- **Goal of the exercise**
Copy out the entire Nevsun share purchase offer notice below, word for word.

ZIJIN MINING GROUP CO. LTD.

OFFER TO PURCHASE FOR CASH

all of the issued and outstanding Common Shares of

NEVSUN RESOURCES LTD.

C$6.00 PER NEVSUN SHARE

 

1178180 B.C. Ltd. (the “ Offeror ”), a wholly owned subsidiary of Zijin Mining Group Co. Ltd. (“ Zijin Mining ”), hereby gives notice that it has varied its offer dated September 14, 2018 (the “ Original Offer ”) to purchase, on the terms and subject to the conditions of the Original Offer, all of the issued and outstanding common shares (the “ Nevsun Shares ”) of Nevsun Resources Ltd. (“ Nevsun ”), together with any SRP Rights issued under the Shareholder Rights Plan, including Nevsun Shares that may become issued and outstanding after the date of the Original Offer but prior to the Expiry Time (as hereinafter defined) upon the exercise, conversion or exchange of any Convertible Securities in order to, among other things, amend certain terms and conditions of the Original Offer. The Original Offer, as varied hereby, is referred to herein as the “ Offer ”.

 

The Offer is open for acceptance until 5:00 p.m. (Toronto time) on December 28, 2018 (the “Expiry Time”), unless the Offer is accelerated, extended or withdrawn by the Offeror.

- **Provided records**
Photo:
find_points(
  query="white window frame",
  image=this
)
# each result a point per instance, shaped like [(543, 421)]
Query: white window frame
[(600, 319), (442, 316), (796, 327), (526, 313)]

- **Written solution**
ZIJIN MINING GROUP CO. LTD.

OFFER TO PURCHASE FOR CASH

all of the issued and outstanding Common Shares of

NEVSUN RESOURCES LTD.

C$6.00 PER NEVSUN SHARE

 

1178180 B.C. Ltd. (the “ Offeror ”), a wholly owned subsidiary of Zijin Mining Group Co. Ltd. (“ Zijin Mining ”), hereby gives notice that it has varied its offer dated September 14, 2018 (the “ Original Offer ”) to purchase, on the terms and subject to the conditions of the Original Offer, all of the issued and outstanding common shares (the “ Nevsun Shares ”) of Nevsun Resources Ltd. (“ Nevsun ”), together with any SRP Rights issued under the Shareholder Rights Plan, including Nevsun Shares that may become issued and outstanding after the date of the Original Offer but prior to the Expiry Time (as hereinafter defined) upon the exercise, conversion or exchange of any Convertible Securities in order to, among other things, amend certain terms and conditions of the Original Offer. The Original Offer, as varied hereby, is referred to herein as the “ Offer ”.

 

The Offer is open for acceptance until 5:00 p.m. (Toronto time) on December 28, 2018 (the “Expiry Time”), unless the Offer is accelerated, extended or withdrawn by the Offeror.